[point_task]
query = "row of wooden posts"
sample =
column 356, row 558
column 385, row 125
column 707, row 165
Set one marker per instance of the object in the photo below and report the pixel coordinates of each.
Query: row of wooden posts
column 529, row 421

-*-*-

Update the records by changing "wooden" to "metal" wherever it occurs, leaving every other word as it is.

### Result for this exercise
[point_task]
query = "row of metal posts"
sample =
column 356, row 558
column 385, row 125
column 707, row 165
Set one marker per instance of the object in the photo below and report the pixel coordinates of each.
Query: row of metal posts
column 529, row 421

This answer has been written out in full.